### TASK GOAL
Make an exact copy of the lines below.

START DATA SHOWN

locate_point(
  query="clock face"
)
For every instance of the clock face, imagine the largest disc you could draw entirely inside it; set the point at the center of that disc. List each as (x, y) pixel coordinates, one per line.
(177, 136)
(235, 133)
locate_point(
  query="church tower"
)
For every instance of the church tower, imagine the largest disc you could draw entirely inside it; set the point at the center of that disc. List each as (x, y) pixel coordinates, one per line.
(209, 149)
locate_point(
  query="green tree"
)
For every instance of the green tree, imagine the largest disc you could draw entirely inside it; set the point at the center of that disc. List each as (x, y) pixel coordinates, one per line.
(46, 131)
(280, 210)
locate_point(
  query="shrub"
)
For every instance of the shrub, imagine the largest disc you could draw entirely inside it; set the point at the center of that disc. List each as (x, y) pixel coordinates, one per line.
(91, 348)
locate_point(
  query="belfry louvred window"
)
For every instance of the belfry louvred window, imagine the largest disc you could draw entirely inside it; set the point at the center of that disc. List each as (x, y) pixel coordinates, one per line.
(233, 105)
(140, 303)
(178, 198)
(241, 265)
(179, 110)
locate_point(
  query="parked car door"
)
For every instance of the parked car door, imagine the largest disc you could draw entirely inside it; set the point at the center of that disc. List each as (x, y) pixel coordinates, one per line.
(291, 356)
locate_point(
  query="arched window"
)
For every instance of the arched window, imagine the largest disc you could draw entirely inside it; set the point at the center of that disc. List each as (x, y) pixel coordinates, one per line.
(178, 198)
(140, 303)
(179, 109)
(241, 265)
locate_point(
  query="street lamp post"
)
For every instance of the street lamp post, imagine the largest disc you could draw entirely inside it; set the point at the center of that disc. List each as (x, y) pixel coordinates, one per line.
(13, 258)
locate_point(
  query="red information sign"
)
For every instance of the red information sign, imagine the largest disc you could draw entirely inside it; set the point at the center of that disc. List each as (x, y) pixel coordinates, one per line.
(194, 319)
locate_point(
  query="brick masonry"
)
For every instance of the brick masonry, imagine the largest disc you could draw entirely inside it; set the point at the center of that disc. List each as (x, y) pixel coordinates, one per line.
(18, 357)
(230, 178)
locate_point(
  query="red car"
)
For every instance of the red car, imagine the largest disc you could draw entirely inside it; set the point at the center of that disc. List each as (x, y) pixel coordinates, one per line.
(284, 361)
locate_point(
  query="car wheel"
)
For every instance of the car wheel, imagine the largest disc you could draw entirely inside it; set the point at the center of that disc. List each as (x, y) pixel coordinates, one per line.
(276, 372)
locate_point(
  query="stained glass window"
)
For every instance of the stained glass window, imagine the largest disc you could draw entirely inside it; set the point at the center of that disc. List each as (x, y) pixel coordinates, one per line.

END DATA SHOWN

### ANSWER SECTION
locate_point(
  query="clock face"
)
For every instance of the clock face, imagine the largest disc you could draw entirely inside it; set the point at the center of that disc. List each as (x, y) pixel coordinates, one per line.
(177, 136)
(235, 133)
locate_point(
  query="church tower"
)
For every instance of the church tower, imagine the largest disc you could draw entirely inside it; set the point at the center of that disc. List each as (x, y) pixel coordinates, one per line.
(209, 149)
locate_point(
  query="green tree"
)
For every instance of the green tree, imagine the largest disc you could draw entirely inside it; set the point at the center of that disc. List each as (x, y) pixel coordinates, one per line.
(46, 131)
(280, 210)
locate_point(
  query="shrub"
)
For every instance of the shrub, imagine the largest disc you could draw entirely inside it; set the point at the center of that disc. List each as (x, y) pixel coordinates, one per line.
(91, 348)
locate_point(
  query="belfry louvred window"
)
For every instance of the belfry louvred window, imagine the largest disc you could draw entirely inside it; set the point at the center of that disc. List each as (x, y) pixel coordinates, one per line.
(233, 105)
(140, 303)
(178, 198)
(241, 265)
(179, 110)
locate_point(
  query="parked car door"
)
For every instance of the parked car door, imagine the largest disc you could draw entirely inside it; set the point at the center of that disc. List each as (x, y) pixel coordinates, one per line.
(291, 356)
locate_point(
  query="arched window"
)
For every instance of the arched window, imagine the largest disc you could draw entirely inside it; set the point at the center of that disc. List each as (x, y) pixel coordinates, one per line.
(178, 198)
(140, 303)
(179, 109)
(241, 265)
locate_point(
  query="street lamp post"
)
For every instance of the street lamp post, imagine the largest disc you could draw entirely inside it; set the point at the center of that disc. List each as (x, y) pixel coordinates, one per line.
(13, 258)
locate_point(
  query="red information sign"
)
For every instance of the red information sign, imagine the largest disc you could draw entirely inside it; set the point at the center of that disc. List each as (x, y) pixel coordinates, one per line.
(194, 319)
locate_point(
  query="brick masonry"
)
For every instance of the brick masonry, imagine the largest disc you could draw entirely inside it; set the point at the center of that disc. List each as (x, y) pixel coordinates, one per line.
(18, 357)
(230, 178)
locate_point(
  query="red car"
)
For every instance of the red car, imagine the largest disc you could draw entirely inside it; set the point at the center of that disc. List each as (x, y) pixel coordinates, one per line.
(284, 361)
locate_point(
  query="car wheel"
)
For every instance of the car wheel, imagine the largest disc you could draw entirely inside it; set the point at the center of that disc. List each as (x, y) pixel coordinates, one per line.
(276, 372)
locate_point(
  query="stained glass window"
)
For every instance of the stained glass window, imagine the largest disc you could draw entirely inside it; set the point at the center of that disc. List each as (x, y) pixel coordinates, one per line.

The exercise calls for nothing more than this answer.